Data:
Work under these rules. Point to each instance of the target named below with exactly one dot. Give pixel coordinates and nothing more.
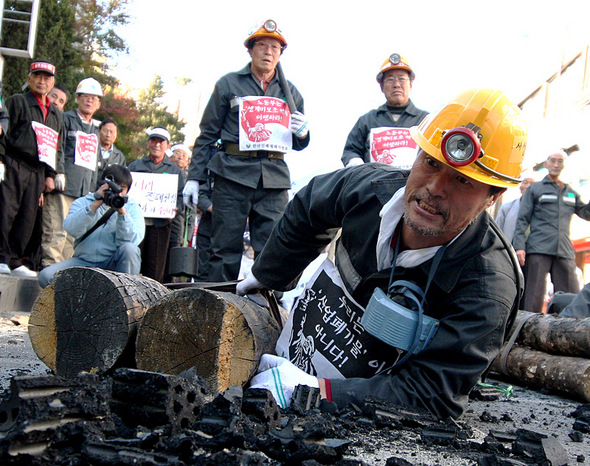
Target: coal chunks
(41, 406)
(151, 399)
(94, 320)
(219, 333)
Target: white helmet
(89, 86)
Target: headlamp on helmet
(267, 29)
(461, 146)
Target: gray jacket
(474, 292)
(548, 211)
(358, 144)
(220, 121)
(79, 180)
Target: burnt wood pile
(549, 352)
(95, 320)
(140, 417)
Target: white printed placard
(155, 193)
(393, 146)
(265, 124)
(86, 150)
(46, 143)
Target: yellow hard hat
(395, 62)
(480, 133)
(268, 29)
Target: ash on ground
(116, 419)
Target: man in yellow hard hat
(248, 113)
(423, 288)
(382, 134)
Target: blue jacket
(548, 210)
(106, 239)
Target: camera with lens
(112, 196)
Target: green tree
(123, 110)
(153, 112)
(77, 36)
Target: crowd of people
(422, 287)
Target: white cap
(158, 132)
(89, 86)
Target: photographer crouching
(103, 239)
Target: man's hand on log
(281, 376)
(248, 284)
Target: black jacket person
(431, 224)
(248, 114)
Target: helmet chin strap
(495, 173)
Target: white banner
(155, 193)
(265, 124)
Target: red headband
(42, 66)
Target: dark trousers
(233, 204)
(563, 277)
(154, 251)
(19, 202)
(204, 246)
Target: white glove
(191, 190)
(299, 125)
(354, 162)
(250, 283)
(281, 376)
(60, 182)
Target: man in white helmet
(423, 288)
(382, 134)
(77, 173)
(248, 113)
(25, 170)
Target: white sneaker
(24, 271)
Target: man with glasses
(77, 172)
(547, 208)
(25, 170)
(248, 113)
(374, 137)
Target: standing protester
(109, 154)
(107, 234)
(508, 213)
(29, 153)
(547, 208)
(154, 248)
(455, 278)
(372, 139)
(59, 96)
(204, 209)
(180, 155)
(77, 175)
(247, 112)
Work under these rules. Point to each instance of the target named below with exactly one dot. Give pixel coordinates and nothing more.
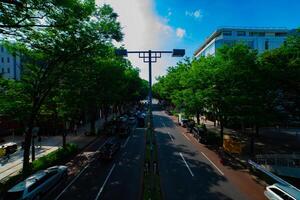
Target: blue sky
(199, 18)
(168, 24)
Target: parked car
(190, 125)
(141, 121)
(38, 184)
(183, 122)
(108, 151)
(131, 120)
(279, 191)
(8, 148)
(200, 134)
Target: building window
(266, 45)
(257, 34)
(280, 34)
(241, 33)
(227, 33)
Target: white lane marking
(186, 137)
(124, 145)
(213, 164)
(72, 182)
(101, 189)
(186, 164)
(171, 137)
(79, 174)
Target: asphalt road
(186, 173)
(116, 179)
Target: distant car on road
(109, 150)
(183, 122)
(38, 184)
(131, 120)
(279, 191)
(141, 121)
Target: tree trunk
(252, 144)
(93, 122)
(221, 131)
(26, 153)
(64, 138)
(198, 117)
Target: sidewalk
(13, 165)
(234, 172)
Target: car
(141, 121)
(280, 191)
(109, 150)
(131, 120)
(183, 122)
(9, 148)
(38, 184)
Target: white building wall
(10, 65)
(257, 41)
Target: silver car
(35, 186)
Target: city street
(188, 171)
(117, 179)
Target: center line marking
(186, 165)
(213, 164)
(186, 137)
(101, 189)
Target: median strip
(186, 165)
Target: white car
(35, 186)
(279, 191)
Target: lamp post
(151, 57)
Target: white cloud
(144, 30)
(180, 32)
(197, 14)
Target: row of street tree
(238, 87)
(68, 64)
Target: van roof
(28, 182)
(294, 192)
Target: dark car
(200, 134)
(109, 150)
(190, 124)
(141, 121)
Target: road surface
(187, 172)
(117, 179)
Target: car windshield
(13, 195)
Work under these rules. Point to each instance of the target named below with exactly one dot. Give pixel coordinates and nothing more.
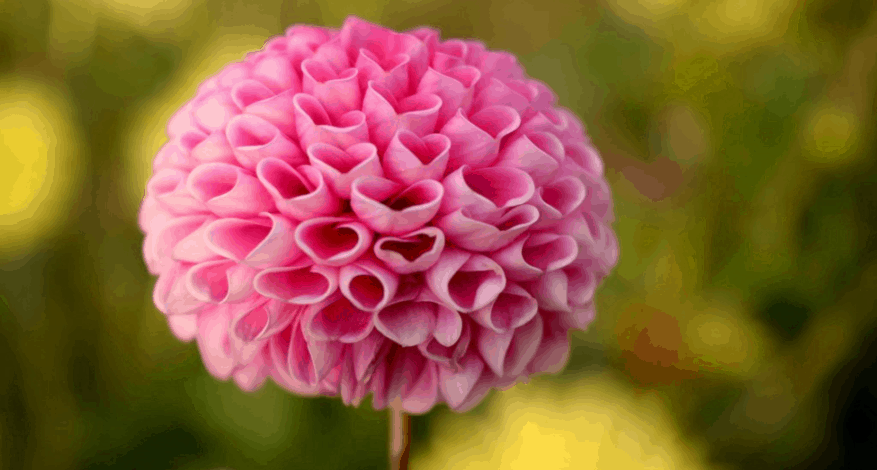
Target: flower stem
(400, 437)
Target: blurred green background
(737, 331)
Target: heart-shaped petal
(253, 139)
(314, 125)
(298, 193)
(539, 154)
(475, 140)
(535, 254)
(228, 191)
(492, 233)
(511, 309)
(337, 92)
(341, 167)
(410, 159)
(368, 285)
(412, 252)
(455, 87)
(260, 242)
(220, 282)
(333, 241)
(302, 283)
(465, 281)
(380, 205)
(337, 319)
(385, 115)
(485, 191)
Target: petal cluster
(362, 211)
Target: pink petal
(261, 242)
(409, 158)
(254, 139)
(277, 73)
(412, 252)
(390, 72)
(168, 186)
(264, 321)
(337, 319)
(536, 253)
(213, 112)
(539, 154)
(314, 125)
(469, 232)
(465, 281)
(303, 283)
(558, 199)
(298, 193)
(220, 282)
(454, 87)
(376, 201)
(338, 92)
(368, 285)
(456, 386)
(228, 191)
(385, 115)
(213, 342)
(511, 309)
(341, 167)
(213, 149)
(333, 241)
(485, 191)
(408, 323)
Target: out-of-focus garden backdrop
(736, 332)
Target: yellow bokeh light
(146, 135)
(595, 424)
(38, 162)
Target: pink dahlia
(362, 211)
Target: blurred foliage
(737, 331)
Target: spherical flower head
(361, 211)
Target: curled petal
(333, 241)
(368, 285)
(465, 281)
(254, 139)
(298, 193)
(469, 232)
(168, 186)
(385, 115)
(260, 242)
(486, 191)
(228, 191)
(376, 201)
(535, 254)
(454, 87)
(511, 309)
(302, 283)
(412, 252)
(539, 154)
(475, 140)
(456, 385)
(214, 111)
(220, 282)
(314, 125)
(407, 323)
(337, 319)
(559, 199)
(338, 92)
(341, 167)
(410, 158)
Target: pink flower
(361, 211)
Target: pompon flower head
(361, 211)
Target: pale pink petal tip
(359, 211)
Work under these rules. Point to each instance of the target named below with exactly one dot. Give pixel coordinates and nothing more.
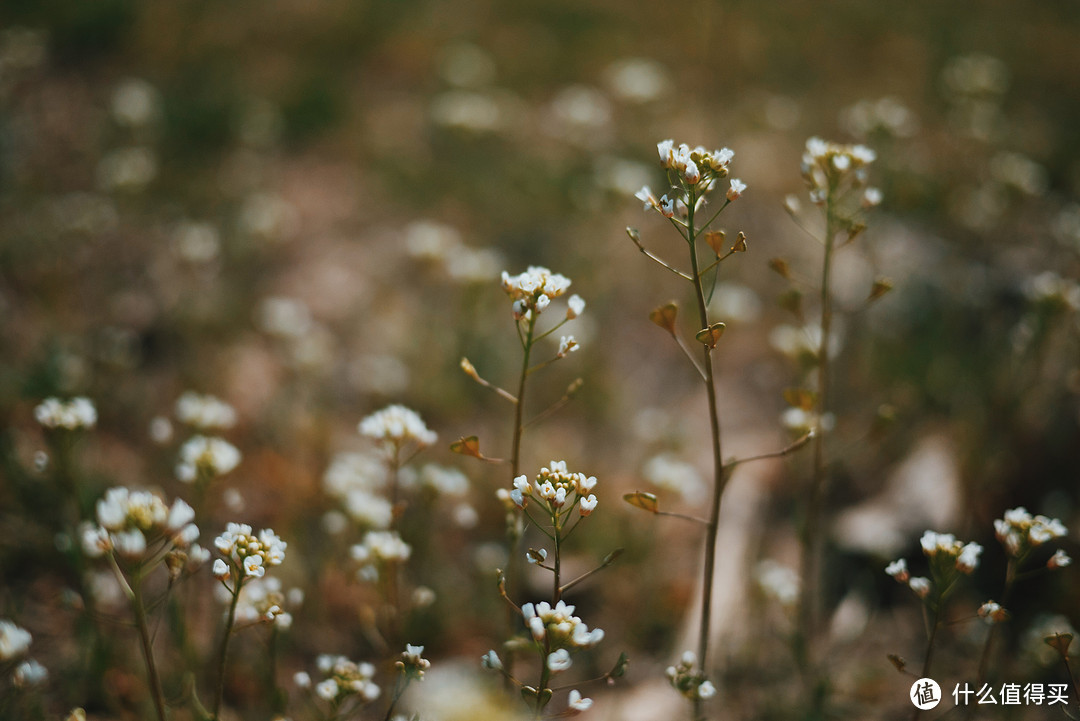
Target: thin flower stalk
(692, 174)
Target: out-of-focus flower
(898, 570)
(667, 472)
(1018, 531)
(377, 549)
(687, 680)
(566, 345)
(577, 704)
(129, 522)
(993, 613)
(1058, 560)
(71, 415)
(919, 585)
(778, 582)
(136, 103)
(638, 79)
(14, 641)
(205, 457)
(397, 425)
(127, 168)
(29, 674)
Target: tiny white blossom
(397, 424)
(575, 307)
(29, 674)
(210, 456)
(577, 703)
(491, 661)
(14, 641)
(898, 570)
(920, 586)
(327, 690)
(737, 189)
(204, 412)
(558, 661)
(1058, 560)
(72, 415)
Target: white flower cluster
(205, 412)
(129, 522)
(947, 557)
(690, 169)
(945, 545)
(399, 425)
(69, 415)
(534, 290)
(355, 480)
(413, 663)
(687, 681)
(262, 600)
(343, 679)
(558, 626)
(778, 581)
(379, 548)
(993, 613)
(556, 487)
(14, 641)
(246, 555)
(829, 168)
(205, 457)
(1018, 531)
(667, 472)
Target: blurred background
(304, 208)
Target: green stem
(930, 653)
(514, 562)
(223, 651)
(811, 553)
(144, 635)
(718, 475)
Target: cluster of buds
(204, 458)
(204, 412)
(262, 601)
(947, 557)
(246, 555)
(534, 290)
(378, 549)
(342, 680)
(557, 488)
(688, 681)
(834, 171)
(963, 556)
(993, 613)
(413, 664)
(1018, 531)
(397, 425)
(558, 627)
(138, 527)
(68, 415)
(691, 172)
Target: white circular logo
(926, 694)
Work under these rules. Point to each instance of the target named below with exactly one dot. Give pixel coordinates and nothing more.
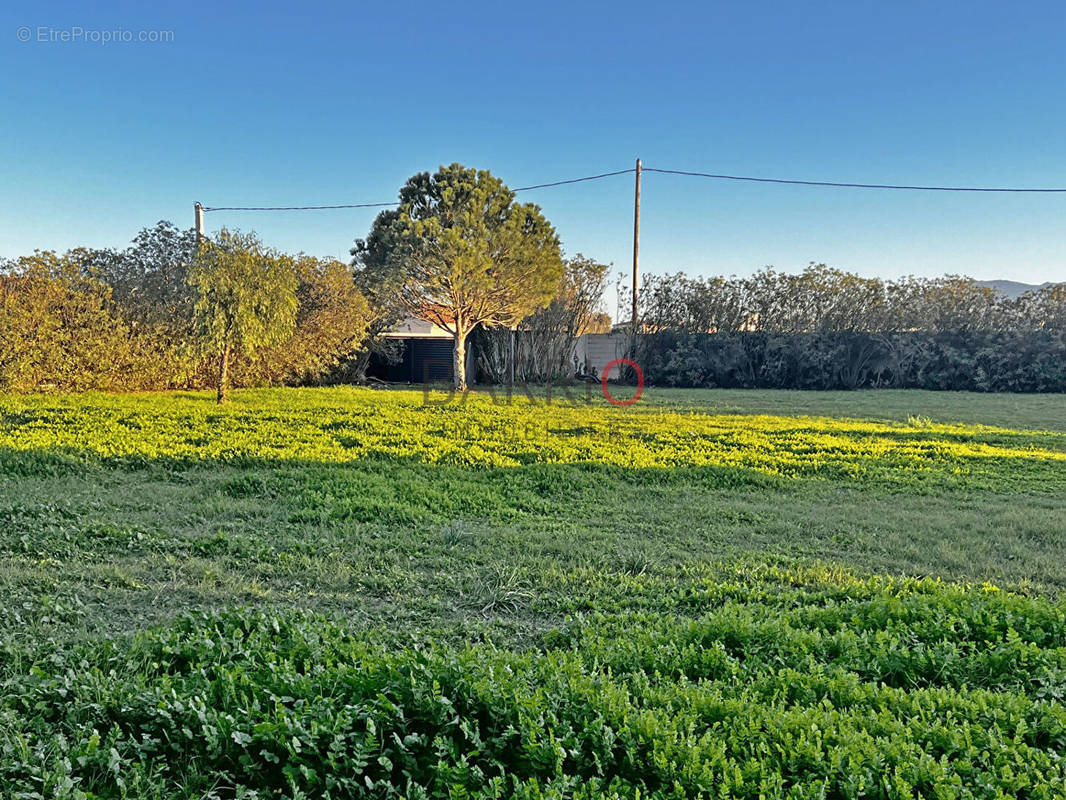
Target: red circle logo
(640, 382)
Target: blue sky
(322, 102)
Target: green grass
(727, 593)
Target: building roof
(417, 329)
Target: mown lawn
(353, 592)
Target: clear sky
(324, 102)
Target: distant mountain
(1012, 288)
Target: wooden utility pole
(636, 240)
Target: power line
(295, 208)
(853, 186)
(384, 205)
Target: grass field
(353, 592)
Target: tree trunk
(458, 360)
(223, 373)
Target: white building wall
(595, 351)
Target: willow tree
(245, 298)
(461, 252)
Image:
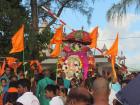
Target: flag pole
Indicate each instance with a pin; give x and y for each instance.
(56, 17)
(23, 58)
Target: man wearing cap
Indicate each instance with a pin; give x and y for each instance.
(40, 90)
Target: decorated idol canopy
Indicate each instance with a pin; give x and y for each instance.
(76, 58)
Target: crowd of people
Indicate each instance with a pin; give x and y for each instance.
(19, 89)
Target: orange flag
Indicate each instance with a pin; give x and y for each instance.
(2, 68)
(18, 41)
(113, 51)
(10, 60)
(58, 36)
(57, 40)
(56, 51)
(94, 36)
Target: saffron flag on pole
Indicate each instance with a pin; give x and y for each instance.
(18, 41)
(57, 40)
(94, 36)
(2, 68)
(113, 51)
(58, 36)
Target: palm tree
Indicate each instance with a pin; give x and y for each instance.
(120, 9)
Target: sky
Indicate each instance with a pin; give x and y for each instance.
(108, 30)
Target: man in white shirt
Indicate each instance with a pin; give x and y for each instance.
(51, 93)
(27, 97)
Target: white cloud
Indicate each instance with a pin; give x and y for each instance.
(130, 47)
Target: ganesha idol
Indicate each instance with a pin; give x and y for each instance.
(76, 58)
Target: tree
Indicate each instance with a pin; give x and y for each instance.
(12, 15)
(120, 9)
(57, 6)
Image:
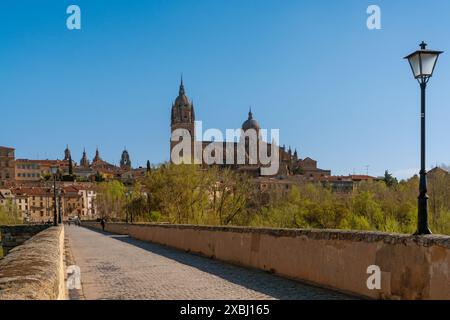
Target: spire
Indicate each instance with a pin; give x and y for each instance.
(181, 92)
(97, 155)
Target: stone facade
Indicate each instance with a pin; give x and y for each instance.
(35, 270)
(13, 236)
(7, 165)
(411, 267)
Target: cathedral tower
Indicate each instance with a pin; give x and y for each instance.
(84, 162)
(125, 162)
(67, 155)
(182, 117)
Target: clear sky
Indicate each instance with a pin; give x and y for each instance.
(338, 92)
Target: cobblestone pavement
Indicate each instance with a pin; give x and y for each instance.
(119, 267)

Exercise objective:
Lines holding the string "flag": find them in the listing above and copy each one.

Completed exercise:
Target: flag pole
Target: orange flag
Target: saffron flag on pole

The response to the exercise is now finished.